[Labeled-object pointing entries]
____________

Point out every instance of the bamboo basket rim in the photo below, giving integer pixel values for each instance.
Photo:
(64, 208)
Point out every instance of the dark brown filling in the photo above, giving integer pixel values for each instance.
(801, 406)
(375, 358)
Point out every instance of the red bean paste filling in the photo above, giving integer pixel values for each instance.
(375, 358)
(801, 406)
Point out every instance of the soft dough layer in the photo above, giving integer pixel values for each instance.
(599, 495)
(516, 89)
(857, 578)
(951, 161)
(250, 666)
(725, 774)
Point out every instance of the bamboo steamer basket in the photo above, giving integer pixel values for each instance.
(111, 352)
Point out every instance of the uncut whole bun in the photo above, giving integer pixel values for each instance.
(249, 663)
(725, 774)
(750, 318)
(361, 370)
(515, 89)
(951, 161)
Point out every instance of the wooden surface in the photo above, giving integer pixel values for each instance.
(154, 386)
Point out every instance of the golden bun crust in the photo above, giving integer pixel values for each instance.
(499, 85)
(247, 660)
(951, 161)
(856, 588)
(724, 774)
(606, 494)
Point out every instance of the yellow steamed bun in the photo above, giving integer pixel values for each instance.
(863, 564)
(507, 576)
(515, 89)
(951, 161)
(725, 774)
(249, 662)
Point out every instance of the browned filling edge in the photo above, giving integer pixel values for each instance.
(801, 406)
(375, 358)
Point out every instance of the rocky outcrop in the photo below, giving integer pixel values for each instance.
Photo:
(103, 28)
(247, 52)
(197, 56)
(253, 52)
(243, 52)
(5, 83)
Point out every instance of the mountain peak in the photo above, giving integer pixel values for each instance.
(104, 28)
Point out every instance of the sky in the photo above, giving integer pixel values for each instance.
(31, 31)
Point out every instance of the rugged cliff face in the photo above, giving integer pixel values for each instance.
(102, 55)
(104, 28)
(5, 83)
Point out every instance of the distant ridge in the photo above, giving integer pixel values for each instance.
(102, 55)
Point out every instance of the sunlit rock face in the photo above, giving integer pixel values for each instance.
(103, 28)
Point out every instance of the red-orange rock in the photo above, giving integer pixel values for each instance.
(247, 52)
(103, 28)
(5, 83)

____________

▶ [EXERCISE TASK]
Reproduce all of the material above word for word.

▶ [THE SOLUTION]
Point out every instance of the bamboo basket rim in the photo below, giving integer pixel values for each instance.
Photo:
(64, 208)
Point out every instance of the dark brown filling in the photo above, giving integer pixel values for each instance.
(801, 406)
(375, 358)
Point out every instance of the red bean paste filling in the photo above, giving integer pixel values for each instance.
(375, 358)
(801, 406)
Point out every instance of the soft dough layer in the photo above, giving integer pixel values for each instance.
(599, 495)
(516, 89)
(857, 578)
(951, 161)
(250, 666)
(725, 774)
Point out every instance of the bamboo steamer basket in the photo above, giving integer pixel values for each instance.
(111, 352)
Point out every instance of the uncut whole bun in the photo above, giving integer pixel values for each instance.
(249, 663)
(725, 774)
(750, 318)
(361, 370)
(515, 89)
(951, 161)
Point out every instance of the wooden surface in the photo above, giving integer pixel values for each instance.
(154, 386)
Point out every instance of the golden bun crust in the photo above, giving integer pixel values for each instance.
(499, 85)
(247, 660)
(951, 161)
(856, 588)
(724, 774)
(606, 494)
Point out every instance of the yellow steamed bun in the photo above, giving integer pixel values for each instance.
(863, 564)
(507, 576)
(515, 89)
(951, 161)
(725, 774)
(249, 662)
Point out every instance of the browned filling edge in the photo above, giving integer pixel values for each instance.
(801, 406)
(375, 358)
Point out every instance of the rocky outcrop in the photo below, giving integer pixel values for each instance.
Photo:
(103, 28)
(247, 52)
(197, 56)
(253, 52)
(243, 52)
(5, 83)
Point out every instance of the mountain peak in the photo above, giving integer pixel values for each instance.
(104, 28)
Point out every instance of the sky in the photo above, giving integer pixel values for each instance.
(31, 31)
Point out every instance of the rugged cliff face in the photo above, giving integer pixel values for each instance.
(102, 55)
(104, 28)
(5, 83)
Point out every instance of the distant ridge in the photo above, giving integer pixel values for each instance.
(102, 55)
Point out every instance of the sunlit rock face in the photo above, giving integer pixel values for each instance.
(103, 28)
Point out every instance of the red-orange rock in the photo above, giving integer pixel values for each instance.
(247, 52)
(103, 28)
(5, 83)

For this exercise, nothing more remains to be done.